### WHAT IS BEING ASKED
Could you copy, unchanged, the stretch of the material from the line containing "In which area of the image above does the sandy" through the line containing "196,33 -> 228,63"?
##########
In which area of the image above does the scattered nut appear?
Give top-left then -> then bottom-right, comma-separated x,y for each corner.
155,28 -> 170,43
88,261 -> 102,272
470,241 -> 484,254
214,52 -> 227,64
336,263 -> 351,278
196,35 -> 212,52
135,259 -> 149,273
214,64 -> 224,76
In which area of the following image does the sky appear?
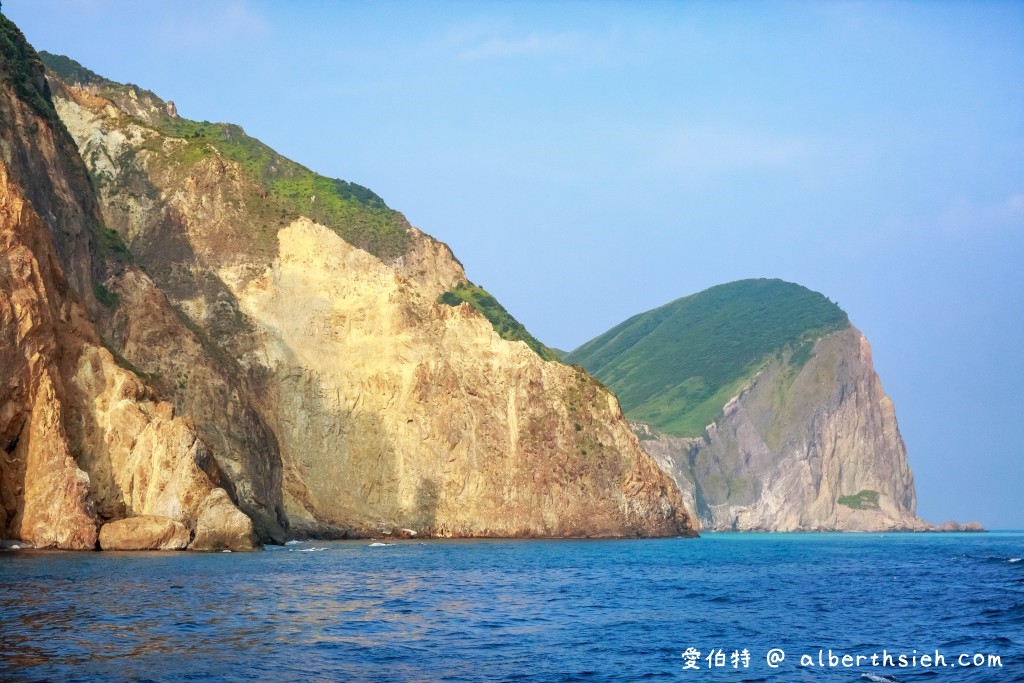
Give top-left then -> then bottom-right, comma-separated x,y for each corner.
3,0 -> 1024,529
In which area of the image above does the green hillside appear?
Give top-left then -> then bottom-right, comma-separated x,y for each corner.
566,280 -> 850,436
39,51 -> 411,260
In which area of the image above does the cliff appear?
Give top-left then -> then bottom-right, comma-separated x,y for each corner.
568,281 -> 930,531
25,46 -> 693,542
0,16 -> 256,550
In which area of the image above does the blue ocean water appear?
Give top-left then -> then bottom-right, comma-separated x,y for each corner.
0,532 -> 1024,682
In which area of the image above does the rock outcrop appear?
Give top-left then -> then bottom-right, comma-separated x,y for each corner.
10,37 -> 693,549
99,515 -> 191,550
640,327 -> 931,531
567,280 -> 929,531
0,16 -> 256,550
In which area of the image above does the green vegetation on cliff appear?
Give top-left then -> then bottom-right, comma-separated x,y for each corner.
566,280 -> 850,436
839,488 -> 879,510
0,14 -> 57,121
437,283 -> 557,360
40,52 -> 411,260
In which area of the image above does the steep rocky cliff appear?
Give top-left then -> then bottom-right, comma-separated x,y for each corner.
28,46 -> 693,541
569,281 -> 930,531
0,16 -> 255,550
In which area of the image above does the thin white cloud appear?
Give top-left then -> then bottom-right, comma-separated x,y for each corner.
655,126 -> 822,175
939,193 -> 1024,236
153,0 -> 271,52
459,33 -> 593,61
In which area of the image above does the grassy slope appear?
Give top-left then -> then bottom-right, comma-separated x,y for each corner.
40,52 -> 411,260
40,52 -> 555,360
566,280 -> 850,436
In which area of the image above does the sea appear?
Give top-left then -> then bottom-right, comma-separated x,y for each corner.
0,531 -> 1024,683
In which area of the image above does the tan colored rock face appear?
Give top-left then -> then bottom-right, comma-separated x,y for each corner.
99,515 -> 191,550
0,34 -> 251,550
643,328 -> 929,531
49,76 -> 689,544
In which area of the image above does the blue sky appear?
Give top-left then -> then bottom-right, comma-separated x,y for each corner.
3,0 -> 1024,528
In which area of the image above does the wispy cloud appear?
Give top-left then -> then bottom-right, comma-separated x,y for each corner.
459,32 -> 595,61
153,0 -> 271,52
655,125 -> 823,174
939,191 -> 1024,236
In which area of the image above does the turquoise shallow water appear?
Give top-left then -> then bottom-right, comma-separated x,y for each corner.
0,532 -> 1024,682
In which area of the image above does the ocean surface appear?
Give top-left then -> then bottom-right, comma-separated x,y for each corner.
0,532 -> 1024,683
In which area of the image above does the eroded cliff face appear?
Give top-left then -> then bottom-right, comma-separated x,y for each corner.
0,16 -> 256,550
41,61 -> 692,540
642,327 -> 930,531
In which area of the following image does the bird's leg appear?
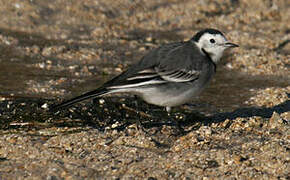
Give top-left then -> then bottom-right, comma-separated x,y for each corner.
166,106 -> 184,134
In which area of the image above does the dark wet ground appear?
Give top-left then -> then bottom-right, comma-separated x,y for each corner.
0,0 -> 290,179
0,30 -> 289,129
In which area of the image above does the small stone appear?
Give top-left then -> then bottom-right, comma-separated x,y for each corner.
268,111 -> 281,129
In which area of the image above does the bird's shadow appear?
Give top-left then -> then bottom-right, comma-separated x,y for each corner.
139,97 -> 290,131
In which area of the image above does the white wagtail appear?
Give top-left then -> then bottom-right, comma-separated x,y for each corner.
51,29 -> 238,112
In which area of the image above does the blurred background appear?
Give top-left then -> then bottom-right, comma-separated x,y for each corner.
0,0 -> 290,180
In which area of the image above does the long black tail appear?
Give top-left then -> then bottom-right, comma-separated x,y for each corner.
49,88 -> 109,112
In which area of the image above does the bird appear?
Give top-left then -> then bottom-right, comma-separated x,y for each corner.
50,28 -> 239,113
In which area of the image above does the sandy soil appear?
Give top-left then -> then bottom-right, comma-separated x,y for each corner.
0,0 -> 290,179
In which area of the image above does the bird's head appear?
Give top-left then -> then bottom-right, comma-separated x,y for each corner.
192,29 -> 238,63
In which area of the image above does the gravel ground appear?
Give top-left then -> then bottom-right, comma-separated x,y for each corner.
0,0 -> 290,180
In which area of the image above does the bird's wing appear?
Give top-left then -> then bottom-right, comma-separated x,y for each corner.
108,66 -> 200,89
105,43 -> 205,89
155,67 -> 200,82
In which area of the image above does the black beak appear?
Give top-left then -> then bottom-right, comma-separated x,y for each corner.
224,42 -> 239,48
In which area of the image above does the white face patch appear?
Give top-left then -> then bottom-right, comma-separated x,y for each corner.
196,33 -> 228,63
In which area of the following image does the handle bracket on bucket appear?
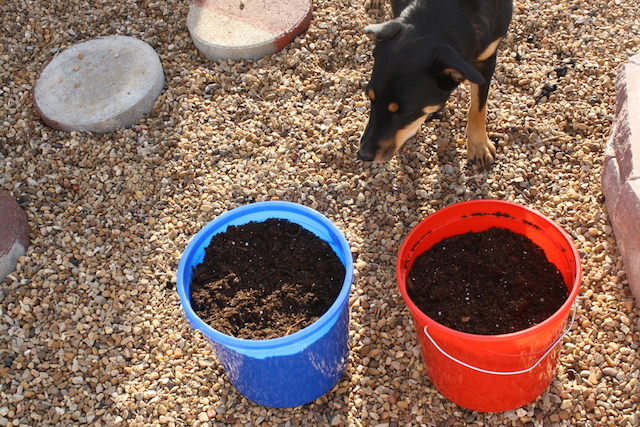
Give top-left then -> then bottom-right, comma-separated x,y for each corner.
424,301 -> 577,375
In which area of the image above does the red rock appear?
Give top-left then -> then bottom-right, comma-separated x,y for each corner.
602,55 -> 640,308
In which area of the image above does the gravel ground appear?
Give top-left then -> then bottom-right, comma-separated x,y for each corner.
0,0 -> 640,427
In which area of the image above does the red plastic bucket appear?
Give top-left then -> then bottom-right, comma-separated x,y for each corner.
396,200 -> 582,412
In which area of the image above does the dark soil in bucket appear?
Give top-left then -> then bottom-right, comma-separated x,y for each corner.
191,218 -> 346,339
407,227 -> 569,335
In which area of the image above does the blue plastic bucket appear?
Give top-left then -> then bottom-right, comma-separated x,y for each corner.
177,201 -> 353,408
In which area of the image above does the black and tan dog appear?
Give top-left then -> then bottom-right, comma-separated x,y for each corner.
358,0 -> 513,166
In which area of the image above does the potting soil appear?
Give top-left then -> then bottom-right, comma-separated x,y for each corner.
190,218 -> 346,339
407,227 -> 568,335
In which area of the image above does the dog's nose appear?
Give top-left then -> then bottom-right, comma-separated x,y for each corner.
358,150 -> 375,162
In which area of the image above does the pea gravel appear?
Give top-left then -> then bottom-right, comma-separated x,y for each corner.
0,0 -> 640,427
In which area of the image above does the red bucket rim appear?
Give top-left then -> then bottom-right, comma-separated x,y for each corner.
396,199 -> 582,342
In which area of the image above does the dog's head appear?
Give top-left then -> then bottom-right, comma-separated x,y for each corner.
358,18 -> 484,162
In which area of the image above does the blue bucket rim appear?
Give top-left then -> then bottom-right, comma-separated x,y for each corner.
176,200 -> 353,351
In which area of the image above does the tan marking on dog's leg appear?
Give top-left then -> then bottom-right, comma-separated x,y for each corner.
373,105 -> 442,163
467,84 -> 496,167
476,37 -> 502,62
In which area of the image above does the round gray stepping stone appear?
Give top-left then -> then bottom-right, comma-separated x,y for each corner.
187,0 -> 313,61
0,190 -> 30,282
33,36 -> 164,133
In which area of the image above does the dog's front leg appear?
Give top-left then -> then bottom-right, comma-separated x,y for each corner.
467,53 -> 496,167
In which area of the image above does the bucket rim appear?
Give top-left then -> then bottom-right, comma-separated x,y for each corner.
176,200 -> 353,355
396,199 -> 582,343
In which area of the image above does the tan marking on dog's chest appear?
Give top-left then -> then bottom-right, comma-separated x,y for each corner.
477,37 -> 502,61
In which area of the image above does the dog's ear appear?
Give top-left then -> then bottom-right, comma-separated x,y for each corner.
435,44 -> 485,85
362,19 -> 405,43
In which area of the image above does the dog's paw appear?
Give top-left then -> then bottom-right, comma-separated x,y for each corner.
467,138 -> 496,168
364,0 -> 385,10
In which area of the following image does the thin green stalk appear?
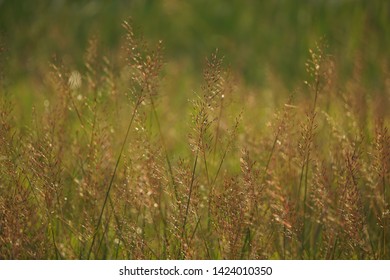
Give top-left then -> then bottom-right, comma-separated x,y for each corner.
87,91 -> 143,259
150,97 -> 178,200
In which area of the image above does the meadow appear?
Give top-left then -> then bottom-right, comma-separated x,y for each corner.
0,0 -> 390,259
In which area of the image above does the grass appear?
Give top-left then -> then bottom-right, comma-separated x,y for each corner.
0,15 -> 390,259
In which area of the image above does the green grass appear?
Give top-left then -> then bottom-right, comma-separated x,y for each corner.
0,1 -> 390,259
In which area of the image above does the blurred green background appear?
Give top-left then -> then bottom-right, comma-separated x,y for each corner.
0,0 -> 390,96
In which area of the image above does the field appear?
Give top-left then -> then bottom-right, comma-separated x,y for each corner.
0,0 -> 390,260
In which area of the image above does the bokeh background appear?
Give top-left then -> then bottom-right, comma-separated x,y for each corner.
0,0 -> 390,85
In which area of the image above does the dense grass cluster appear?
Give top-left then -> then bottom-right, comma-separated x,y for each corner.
0,22 -> 390,259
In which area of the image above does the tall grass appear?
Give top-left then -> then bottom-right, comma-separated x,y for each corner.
0,22 -> 390,259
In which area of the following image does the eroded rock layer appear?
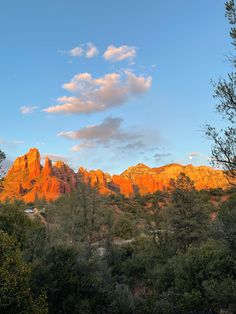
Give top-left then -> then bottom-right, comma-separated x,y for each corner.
0,148 -> 229,202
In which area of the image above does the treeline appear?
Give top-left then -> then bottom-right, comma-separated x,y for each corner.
0,174 -> 236,314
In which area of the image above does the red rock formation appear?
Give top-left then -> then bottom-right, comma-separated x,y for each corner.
110,175 -> 134,197
0,148 -> 232,202
0,148 -> 77,202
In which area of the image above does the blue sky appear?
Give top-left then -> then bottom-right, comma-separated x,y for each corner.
0,0 -> 231,173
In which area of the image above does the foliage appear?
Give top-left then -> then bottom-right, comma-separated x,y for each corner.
205,0 -> 236,184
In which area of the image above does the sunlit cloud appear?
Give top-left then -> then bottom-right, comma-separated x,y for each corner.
85,43 -> 99,59
20,106 -> 39,115
42,153 -> 69,162
188,152 -> 200,160
57,117 -> 144,152
153,153 -> 171,162
0,138 -> 24,148
59,43 -> 99,59
103,45 -> 137,62
43,70 -> 152,114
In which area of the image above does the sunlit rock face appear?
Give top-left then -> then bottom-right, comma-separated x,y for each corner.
0,148 -> 76,202
0,148 -> 232,202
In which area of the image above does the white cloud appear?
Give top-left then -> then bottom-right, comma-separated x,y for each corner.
43,70 -> 152,114
85,43 -> 99,59
57,117 -> 143,152
71,143 -> 95,152
188,152 -> 200,160
68,47 -> 84,57
20,106 -> 39,115
103,45 -> 137,62
64,43 -> 99,59
42,153 -> 69,162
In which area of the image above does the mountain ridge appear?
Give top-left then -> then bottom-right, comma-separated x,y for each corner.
0,148 -> 229,202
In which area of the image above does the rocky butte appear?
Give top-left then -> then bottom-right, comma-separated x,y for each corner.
0,148 -> 232,202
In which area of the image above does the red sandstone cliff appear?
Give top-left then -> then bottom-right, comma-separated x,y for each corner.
0,148 -> 232,202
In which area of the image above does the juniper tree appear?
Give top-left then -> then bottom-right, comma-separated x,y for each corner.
205,0 -> 236,185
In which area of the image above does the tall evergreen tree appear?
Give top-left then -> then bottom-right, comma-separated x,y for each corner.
205,0 -> 236,184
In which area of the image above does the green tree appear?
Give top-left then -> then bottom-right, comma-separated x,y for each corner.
168,173 -> 210,250
205,0 -> 236,184
154,240 -> 236,314
0,231 -> 47,314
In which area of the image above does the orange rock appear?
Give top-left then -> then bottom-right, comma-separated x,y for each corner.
110,175 -> 134,197
0,148 -> 232,202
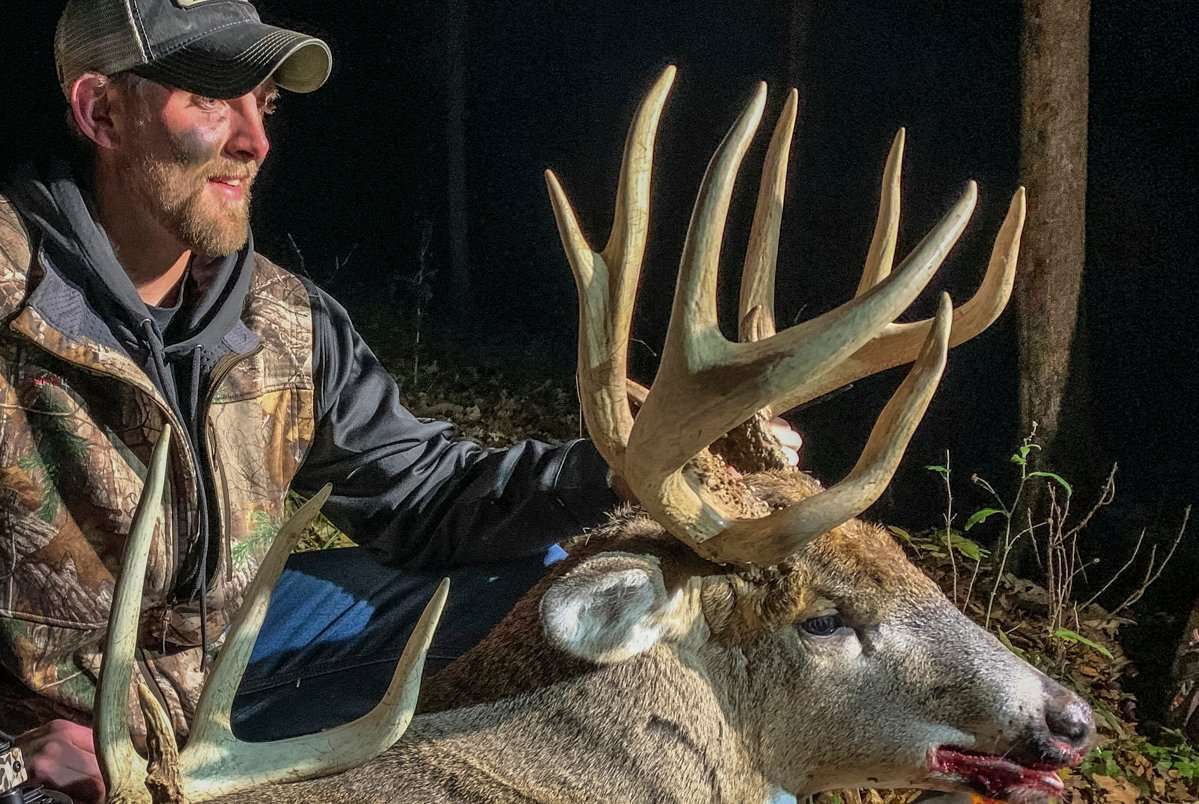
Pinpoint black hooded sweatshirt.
[2,161,616,618]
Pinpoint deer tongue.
[929,746,1064,802]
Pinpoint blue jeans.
[233,548,566,740]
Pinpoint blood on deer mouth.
[928,745,1068,803]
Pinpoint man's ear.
[70,72,119,149]
[541,552,699,664]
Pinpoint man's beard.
[129,131,258,256]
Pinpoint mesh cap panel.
[54,0,149,92]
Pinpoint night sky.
[0,0,1199,605]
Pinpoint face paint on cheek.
[170,128,219,167]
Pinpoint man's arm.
[293,286,617,567]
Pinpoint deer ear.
[541,552,688,664]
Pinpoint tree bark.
[1016,0,1093,482]
[1165,600,1199,742]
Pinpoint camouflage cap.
[54,0,333,98]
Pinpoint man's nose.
[225,92,271,164]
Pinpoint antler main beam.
[96,428,450,804]
[547,67,1024,563]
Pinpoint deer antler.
[740,127,1025,410]
[547,67,1023,563]
[96,428,450,804]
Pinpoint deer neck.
[391,648,769,802]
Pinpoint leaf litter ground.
[292,340,1199,804]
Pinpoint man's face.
[113,79,277,256]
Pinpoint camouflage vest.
[0,197,314,733]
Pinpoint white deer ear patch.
[541,552,683,664]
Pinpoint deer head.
[540,67,1093,800]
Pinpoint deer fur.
[211,471,1085,804]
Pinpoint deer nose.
[1046,687,1095,749]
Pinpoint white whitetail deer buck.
[97,68,1093,804]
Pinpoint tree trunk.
[1165,600,1199,743]
[445,0,474,320]
[1016,0,1102,496]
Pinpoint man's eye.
[800,615,845,636]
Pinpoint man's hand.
[17,720,104,804]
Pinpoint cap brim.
[133,20,333,98]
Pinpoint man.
[0,0,799,800]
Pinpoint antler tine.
[95,425,174,804]
[854,128,906,296]
[776,187,1026,411]
[629,159,976,491]
[180,485,450,800]
[737,89,800,341]
[703,294,953,564]
[546,65,675,472]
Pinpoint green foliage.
[1053,628,1115,659]
[1029,472,1074,496]
[962,508,1007,531]
[1140,729,1199,780]
[1078,745,1125,778]
[887,525,990,561]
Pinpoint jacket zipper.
[197,343,263,585]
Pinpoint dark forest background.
[0,0,1199,651]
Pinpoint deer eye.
[800,615,845,636]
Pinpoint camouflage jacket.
[0,172,613,733]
##########
### COMPLETE RESPONSE
In which area of the image above does the sandy soil appear?
Give top-left then -> then bottom-right, comma-separated x,y for each corner.
0,0 -> 290,179
In which area of the image above does the bird's head appear?
Give top-left then -> then bottom-right, comma-separated x,y for each corner.
192,29 -> 238,63
In which area of the image above does the gravel ground appear?
Give top-left then -> then bottom-right, comma-separated x,y for each corner.
0,0 -> 290,180
In which area of the image above does the bird's wing appear?
Give top-left then -> then bottom-right, comma-separated x,y for each corner.
108,66 -> 200,89
105,43 -> 205,89
155,67 -> 200,82
In which area of the image above does the black beak appear?
Give top-left then -> then bottom-right, comma-separated x,y for each corner.
224,42 -> 239,48
In which area of the image above does the white face patch appear?
Give top-left then -> then bottom-right, comma-separated x,y for each corner.
196,33 -> 228,63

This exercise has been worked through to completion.